── Data supplied ──

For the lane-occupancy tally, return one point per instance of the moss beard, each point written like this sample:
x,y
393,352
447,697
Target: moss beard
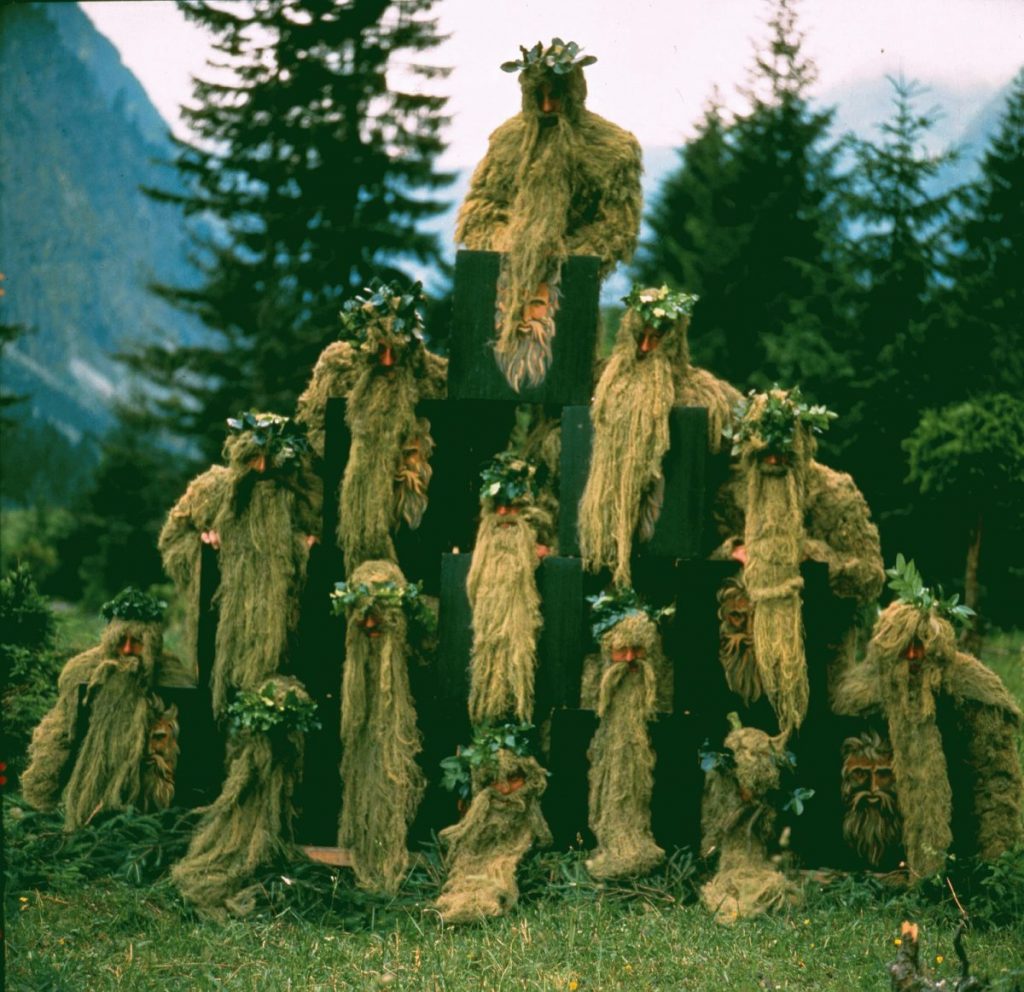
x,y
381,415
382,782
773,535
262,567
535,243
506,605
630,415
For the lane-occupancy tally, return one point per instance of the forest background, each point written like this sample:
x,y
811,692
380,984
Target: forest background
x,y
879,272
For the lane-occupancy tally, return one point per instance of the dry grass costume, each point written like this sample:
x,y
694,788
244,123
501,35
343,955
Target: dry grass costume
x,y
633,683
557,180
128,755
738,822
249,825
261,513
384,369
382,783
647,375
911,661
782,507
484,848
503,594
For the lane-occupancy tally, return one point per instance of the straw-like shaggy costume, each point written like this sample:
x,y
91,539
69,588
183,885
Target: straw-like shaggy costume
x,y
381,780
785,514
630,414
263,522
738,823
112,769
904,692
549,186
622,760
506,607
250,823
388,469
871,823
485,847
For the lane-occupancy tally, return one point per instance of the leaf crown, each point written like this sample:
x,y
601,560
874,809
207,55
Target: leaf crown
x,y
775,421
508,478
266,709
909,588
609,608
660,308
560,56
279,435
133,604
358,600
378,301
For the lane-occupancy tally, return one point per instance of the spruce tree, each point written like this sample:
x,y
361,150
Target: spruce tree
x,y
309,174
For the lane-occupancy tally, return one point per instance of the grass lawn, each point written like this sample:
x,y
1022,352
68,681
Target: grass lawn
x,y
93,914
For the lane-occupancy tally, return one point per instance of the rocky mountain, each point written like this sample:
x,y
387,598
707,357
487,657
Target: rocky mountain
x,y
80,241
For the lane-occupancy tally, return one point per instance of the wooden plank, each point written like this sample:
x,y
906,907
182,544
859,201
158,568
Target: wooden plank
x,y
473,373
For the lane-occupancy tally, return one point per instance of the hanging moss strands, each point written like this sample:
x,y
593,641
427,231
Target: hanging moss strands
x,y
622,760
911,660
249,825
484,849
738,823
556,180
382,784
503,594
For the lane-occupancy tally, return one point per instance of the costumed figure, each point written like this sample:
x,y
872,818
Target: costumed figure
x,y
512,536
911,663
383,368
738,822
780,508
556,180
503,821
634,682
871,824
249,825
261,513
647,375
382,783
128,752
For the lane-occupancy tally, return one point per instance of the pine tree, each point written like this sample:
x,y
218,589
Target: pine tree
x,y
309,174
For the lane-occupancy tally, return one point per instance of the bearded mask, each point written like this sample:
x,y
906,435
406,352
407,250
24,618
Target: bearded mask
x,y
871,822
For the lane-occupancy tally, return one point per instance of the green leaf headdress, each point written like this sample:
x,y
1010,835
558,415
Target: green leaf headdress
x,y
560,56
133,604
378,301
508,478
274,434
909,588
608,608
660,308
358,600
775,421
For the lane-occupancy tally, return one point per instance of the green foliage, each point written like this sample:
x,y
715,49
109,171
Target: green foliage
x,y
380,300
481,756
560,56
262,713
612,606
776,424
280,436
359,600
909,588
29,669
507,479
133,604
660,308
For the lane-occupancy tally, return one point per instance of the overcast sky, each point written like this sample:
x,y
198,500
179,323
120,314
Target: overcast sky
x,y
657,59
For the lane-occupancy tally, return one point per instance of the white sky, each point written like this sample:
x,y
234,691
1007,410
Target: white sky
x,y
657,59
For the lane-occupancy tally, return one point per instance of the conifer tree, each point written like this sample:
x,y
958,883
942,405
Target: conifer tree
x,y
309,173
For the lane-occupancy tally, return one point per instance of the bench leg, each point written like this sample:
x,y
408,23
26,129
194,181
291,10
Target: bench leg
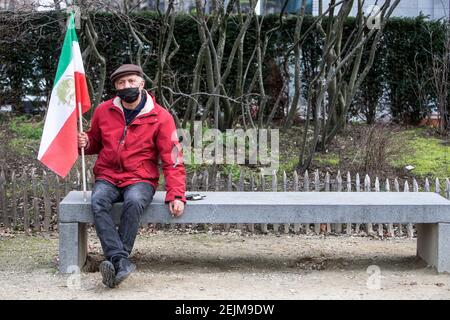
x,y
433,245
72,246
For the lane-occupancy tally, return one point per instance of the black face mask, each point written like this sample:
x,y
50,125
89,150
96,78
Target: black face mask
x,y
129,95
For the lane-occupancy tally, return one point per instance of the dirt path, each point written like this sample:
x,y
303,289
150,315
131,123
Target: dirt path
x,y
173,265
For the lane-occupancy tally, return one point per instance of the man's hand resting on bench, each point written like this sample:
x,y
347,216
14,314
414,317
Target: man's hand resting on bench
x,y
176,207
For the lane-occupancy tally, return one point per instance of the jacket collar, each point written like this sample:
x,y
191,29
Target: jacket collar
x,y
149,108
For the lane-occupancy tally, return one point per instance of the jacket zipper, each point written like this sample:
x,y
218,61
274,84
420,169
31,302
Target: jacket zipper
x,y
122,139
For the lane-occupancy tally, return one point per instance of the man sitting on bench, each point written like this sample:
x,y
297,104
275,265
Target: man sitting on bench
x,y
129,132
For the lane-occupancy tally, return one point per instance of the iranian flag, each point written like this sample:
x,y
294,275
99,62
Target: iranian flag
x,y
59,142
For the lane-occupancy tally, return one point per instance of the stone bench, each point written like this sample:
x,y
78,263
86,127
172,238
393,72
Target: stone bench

───

**Problem requirements**: Count the lines of the data that hold the string "stone". The answer should be that number alone.

**Your solution**: 2